## Written instruction
Extract the entries in their exact form.

## Data records
---+---

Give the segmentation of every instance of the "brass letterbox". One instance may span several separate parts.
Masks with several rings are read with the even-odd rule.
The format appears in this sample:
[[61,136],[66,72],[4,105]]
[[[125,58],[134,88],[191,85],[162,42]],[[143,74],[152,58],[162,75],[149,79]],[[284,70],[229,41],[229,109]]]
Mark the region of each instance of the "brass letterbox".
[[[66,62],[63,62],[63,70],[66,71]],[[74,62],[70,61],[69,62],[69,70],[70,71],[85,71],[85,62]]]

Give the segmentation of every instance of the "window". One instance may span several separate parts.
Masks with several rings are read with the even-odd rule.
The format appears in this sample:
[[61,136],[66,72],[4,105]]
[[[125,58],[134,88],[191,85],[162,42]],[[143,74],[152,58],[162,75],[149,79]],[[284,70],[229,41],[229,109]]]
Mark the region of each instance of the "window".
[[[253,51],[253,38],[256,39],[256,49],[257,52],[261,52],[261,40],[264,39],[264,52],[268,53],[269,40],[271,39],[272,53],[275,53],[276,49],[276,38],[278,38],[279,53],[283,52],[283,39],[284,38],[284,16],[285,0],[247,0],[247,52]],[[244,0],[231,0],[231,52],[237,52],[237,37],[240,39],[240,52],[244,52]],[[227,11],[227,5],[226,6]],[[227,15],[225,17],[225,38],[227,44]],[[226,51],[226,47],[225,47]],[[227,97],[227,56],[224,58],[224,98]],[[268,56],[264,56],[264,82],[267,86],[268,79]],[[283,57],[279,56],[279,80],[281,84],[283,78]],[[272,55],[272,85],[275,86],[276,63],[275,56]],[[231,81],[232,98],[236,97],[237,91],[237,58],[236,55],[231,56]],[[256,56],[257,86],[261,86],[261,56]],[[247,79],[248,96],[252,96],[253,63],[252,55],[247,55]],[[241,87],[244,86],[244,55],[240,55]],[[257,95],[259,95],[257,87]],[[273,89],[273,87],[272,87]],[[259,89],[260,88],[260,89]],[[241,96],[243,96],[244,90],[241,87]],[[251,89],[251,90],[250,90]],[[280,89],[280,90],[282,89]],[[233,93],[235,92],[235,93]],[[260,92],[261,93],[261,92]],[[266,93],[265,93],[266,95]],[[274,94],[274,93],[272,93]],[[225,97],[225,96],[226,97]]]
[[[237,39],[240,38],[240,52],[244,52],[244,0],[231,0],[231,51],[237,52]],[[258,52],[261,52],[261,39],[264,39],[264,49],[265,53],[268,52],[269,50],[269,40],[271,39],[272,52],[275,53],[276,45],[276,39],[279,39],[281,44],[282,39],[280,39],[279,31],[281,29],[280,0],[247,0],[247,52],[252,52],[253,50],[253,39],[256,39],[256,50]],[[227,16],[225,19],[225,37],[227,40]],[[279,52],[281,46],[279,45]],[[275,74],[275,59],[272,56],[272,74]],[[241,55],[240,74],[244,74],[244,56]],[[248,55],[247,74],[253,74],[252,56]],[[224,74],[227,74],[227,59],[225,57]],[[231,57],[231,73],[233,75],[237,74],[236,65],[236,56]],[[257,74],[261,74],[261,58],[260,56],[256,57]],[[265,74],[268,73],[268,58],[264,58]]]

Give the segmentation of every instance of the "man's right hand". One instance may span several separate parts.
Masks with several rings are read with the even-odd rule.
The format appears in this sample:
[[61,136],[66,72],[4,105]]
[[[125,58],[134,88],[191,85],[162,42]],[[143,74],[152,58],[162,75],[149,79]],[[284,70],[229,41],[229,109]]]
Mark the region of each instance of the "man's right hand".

---+---

## Solved problem
Give the segmentation of every instance of the "brass letterbox". One instance may span several separate parts.
Masks with several rings are read with the even-odd rule.
The format appears in this sample:
[[61,136],[66,72],[4,105]]
[[[125,58],[134,88],[191,85],[162,42]],[[143,74],[152,58],[162,75],[149,79]],[[284,70],[229,41],[229,109]]]
Mark the region of each instance of the "brass letterbox".
[[[66,62],[63,62],[63,70],[66,71]],[[74,62],[70,61],[69,62],[69,70],[70,71],[85,71],[85,62]]]

Give the segmentation of every instance of the "window". One instance may span several separate parts.
Masks with several rings are read with the even-odd rule.
The format appears in this sample:
[[61,136],[66,72],[4,105]]
[[[125,58],[134,88],[191,85],[162,42]],[[143,74],[152,58],[162,75],[149,79]],[[284,70],[229,41],[229,109]]]
Mark the region of each instance of the "window".
[[[253,51],[253,38],[256,39],[256,49],[257,52],[261,52],[261,40],[264,39],[264,52],[268,53],[269,40],[271,39],[272,53],[275,53],[276,49],[276,38],[278,38],[279,53],[283,52],[283,39],[284,38],[284,16],[285,0],[247,0],[247,52]],[[244,0],[231,0],[231,52],[237,52],[237,37],[240,39],[240,52],[244,52]],[[227,11],[227,5],[226,6]],[[227,15],[225,17],[225,38],[227,44]],[[226,51],[226,47],[225,47]],[[227,97],[227,56],[224,58],[224,98]],[[268,56],[264,56],[264,82],[267,86],[268,79]],[[283,57],[279,56],[279,80],[281,84],[283,78]],[[272,55],[272,85],[275,86],[276,63],[275,56]],[[231,81],[232,98],[236,97],[237,91],[237,58],[236,55],[231,56]],[[256,56],[257,86],[261,86],[261,56]],[[247,79],[248,96],[252,96],[253,63],[252,55],[247,55]],[[241,87],[244,86],[244,55],[240,55]],[[257,95],[259,95],[257,87]],[[273,89],[273,87],[272,87]],[[259,89],[260,88],[260,89]],[[241,96],[243,96],[244,90],[241,87]],[[251,89],[251,90],[250,90]],[[280,89],[280,90],[282,89]],[[233,93],[235,92],[235,93]],[[260,92],[261,93],[261,92]],[[266,93],[265,93],[266,95]],[[274,94],[274,93],[272,93]],[[225,97],[225,96],[226,97]]]
[[[237,39],[240,38],[240,52],[244,52],[244,0],[231,0],[231,51],[237,52]],[[258,52],[261,52],[261,39],[264,39],[264,49],[265,53],[268,52],[269,50],[269,40],[271,39],[272,52],[275,53],[276,45],[276,39],[279,39],[281,44],[282,39],[280,39],[279,31],[281,29],[280,0],[247,0],[247,52],[252,52],[253,50],[253,39],[256,39],[256,50]],[[227,16],[225,19],[225,37],[227,40]],[[279,52],[281,46],[279,45]],[[275,74],[275,59],[272,56],[272,74]],[[241,55],[240,74],[244,74],[244,56]],[[248,55],[247,74],[253,74],[252,56]],[[224,74],[227,74],[227,59],[225,57]],[[231,57],[231,73],[233,75],[237,74],[236,65],[236,56]],[[257,74],[261,74],[261,58],[260,56],[256,57]],[[265,74],[268,73],[268,58],[264,58]]]

Give the segmentation of every instance of the "man's right hand". One instance may span several separate parts.
Masks with several rings are read with the even-odd rule.
The format appears in this sample:
[[61,136],[66,72],[4,105]]
[[[125,58],[134,88],[191,85],[162,42]],[[143,74],[152,58],[162,75],[149,79]],[[284,70],[229,41],[229,109]]]
Mark the region of each instance of the "man's right hand".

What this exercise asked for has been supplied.